Stored dataset items
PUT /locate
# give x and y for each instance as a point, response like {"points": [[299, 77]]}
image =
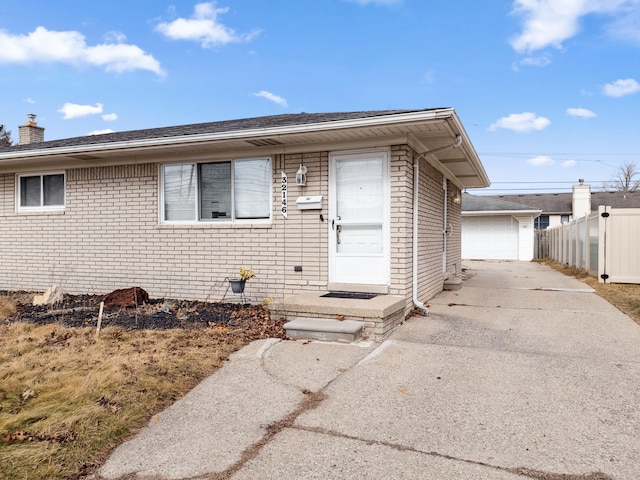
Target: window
{"points": [[214, 192], [41, 192], [542, 222]]}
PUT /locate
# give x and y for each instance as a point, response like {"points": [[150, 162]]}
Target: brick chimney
{"points": [[30, 132], [581, 199]]}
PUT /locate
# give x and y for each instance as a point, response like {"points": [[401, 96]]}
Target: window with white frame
{"points": [[217, 191], [41, 191]]}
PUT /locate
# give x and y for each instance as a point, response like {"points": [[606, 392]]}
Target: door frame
{"points": [[336, 283]]}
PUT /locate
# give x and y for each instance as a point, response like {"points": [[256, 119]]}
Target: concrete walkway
{"points": [[524, 373]]}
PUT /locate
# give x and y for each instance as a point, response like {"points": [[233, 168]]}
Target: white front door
{"points": [[359, 218]]}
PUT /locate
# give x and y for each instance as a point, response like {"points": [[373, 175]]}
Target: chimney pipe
{"points": [[581, 199], [30, 132]]}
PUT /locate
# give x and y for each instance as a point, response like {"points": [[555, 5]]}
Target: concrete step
{"points": [[453, 284], [324, 329]]}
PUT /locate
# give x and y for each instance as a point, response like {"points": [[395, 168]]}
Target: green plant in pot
{"points": [[237, 285]]}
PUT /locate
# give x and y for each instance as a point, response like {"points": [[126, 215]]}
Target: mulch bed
{"points": [[82, 311]]}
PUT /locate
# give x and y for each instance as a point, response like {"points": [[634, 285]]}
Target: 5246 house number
{"points": [[284, 203]]}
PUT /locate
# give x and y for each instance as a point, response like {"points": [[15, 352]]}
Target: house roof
{"points": [[561, 203], [425, 130], [483, 205]]}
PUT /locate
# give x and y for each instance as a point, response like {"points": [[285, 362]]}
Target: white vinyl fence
{"points": [[605, 243]]}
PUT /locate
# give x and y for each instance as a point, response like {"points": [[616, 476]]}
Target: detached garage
{"points": [[495, 229]]}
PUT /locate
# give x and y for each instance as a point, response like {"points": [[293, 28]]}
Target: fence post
{"points": [[602, 247]]}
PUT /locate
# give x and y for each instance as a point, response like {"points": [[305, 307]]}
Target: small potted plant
{"points": [[237, 285]]}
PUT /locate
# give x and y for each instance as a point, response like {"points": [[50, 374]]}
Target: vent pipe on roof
{"points": [[30, 132]]}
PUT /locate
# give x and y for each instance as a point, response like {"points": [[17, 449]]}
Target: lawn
{"points": [[68, 396]]}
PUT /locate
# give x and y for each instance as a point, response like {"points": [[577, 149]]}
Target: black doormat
{"points": [[357, 296]]}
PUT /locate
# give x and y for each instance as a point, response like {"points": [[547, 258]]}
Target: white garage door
{"points": [[490, 238]]}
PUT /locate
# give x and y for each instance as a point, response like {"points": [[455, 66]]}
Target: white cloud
{"points": [[115, 37], [376, 2], [73, 110], [621, 87], [581, 112], [626, 28], [100, 132], [272, 97], [203, 27], [550, 22], [521, 122], [69, 47], [537, 61], [541, 161]]}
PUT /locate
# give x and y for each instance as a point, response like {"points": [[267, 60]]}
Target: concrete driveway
{"points": [[523, 374]]}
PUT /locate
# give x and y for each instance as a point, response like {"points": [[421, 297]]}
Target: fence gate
{"points": [[619, 245]]}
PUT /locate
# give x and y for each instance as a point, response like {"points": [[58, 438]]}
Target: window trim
{"points": [[41, 207], [203, 222]]}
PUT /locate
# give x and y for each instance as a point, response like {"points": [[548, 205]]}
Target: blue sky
{"points": [[548, 90]]}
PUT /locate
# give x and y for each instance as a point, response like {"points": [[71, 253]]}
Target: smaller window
{"points": [[542, 222], [37, 192]]}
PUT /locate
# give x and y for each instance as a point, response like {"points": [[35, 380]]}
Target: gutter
{"points": [[397, 119], [416, 205]]}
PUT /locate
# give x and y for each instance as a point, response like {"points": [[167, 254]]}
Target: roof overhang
{"points": [[493, 213], [423, 130]]}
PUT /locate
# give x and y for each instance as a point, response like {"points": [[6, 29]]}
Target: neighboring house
{"points": [[176, 210], [559, 208], [494, 229]]}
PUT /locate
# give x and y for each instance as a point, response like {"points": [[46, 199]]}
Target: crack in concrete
{"points": [[311, 401], [521, 471]]}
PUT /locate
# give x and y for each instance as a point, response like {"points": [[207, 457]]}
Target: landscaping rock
{"points": [[52, 295], [126, 298]]}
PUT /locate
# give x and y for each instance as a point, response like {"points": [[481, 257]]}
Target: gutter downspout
{"points": [[416, 204]]}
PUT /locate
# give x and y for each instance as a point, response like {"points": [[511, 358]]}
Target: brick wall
{"points": [[109, 236]]}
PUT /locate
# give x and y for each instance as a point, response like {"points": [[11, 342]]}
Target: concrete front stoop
{"points": [[313, 316], [324, 329]]}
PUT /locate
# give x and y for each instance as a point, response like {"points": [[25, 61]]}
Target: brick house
{"points": [[352, 202]]}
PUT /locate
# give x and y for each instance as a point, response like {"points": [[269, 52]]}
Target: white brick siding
{"points": [[109, 236]]}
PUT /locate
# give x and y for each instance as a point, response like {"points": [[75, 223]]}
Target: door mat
{"points": [[354, 295]]}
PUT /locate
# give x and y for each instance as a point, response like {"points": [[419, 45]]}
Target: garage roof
{"points": [[479, 205]]}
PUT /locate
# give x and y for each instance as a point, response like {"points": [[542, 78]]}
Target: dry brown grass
{"points": [[624, 296], [68, 398]]}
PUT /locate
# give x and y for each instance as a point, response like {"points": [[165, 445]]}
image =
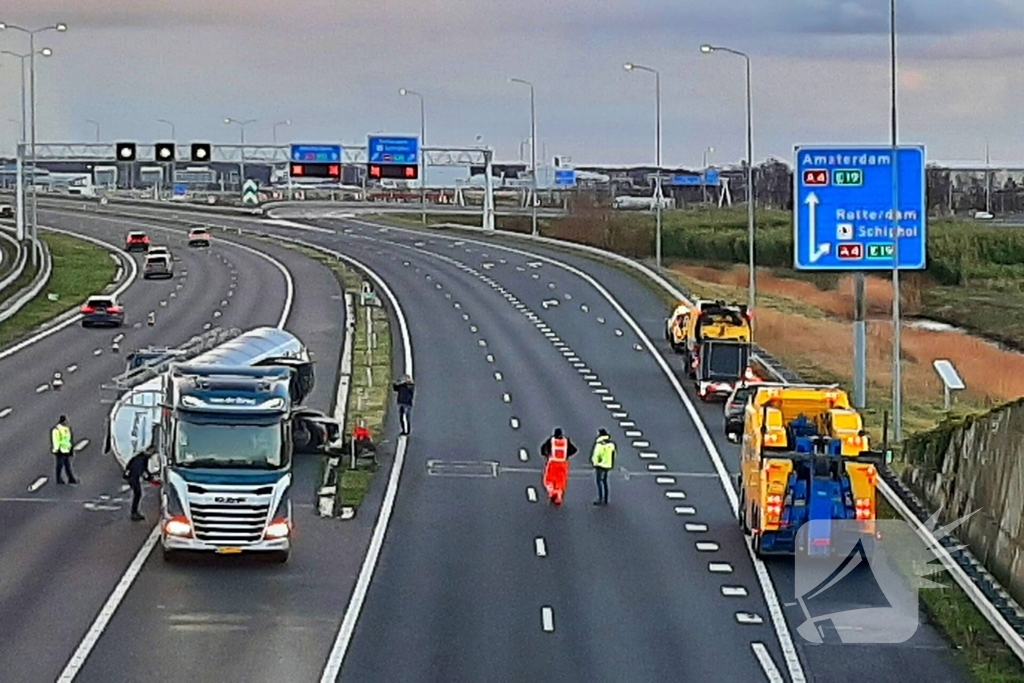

Exercise aim
Locate every line in the data above that contains the word "pipe" and copy each one. Case counts.

Response below
Target: chimney pipe
Target: vent pipe on roof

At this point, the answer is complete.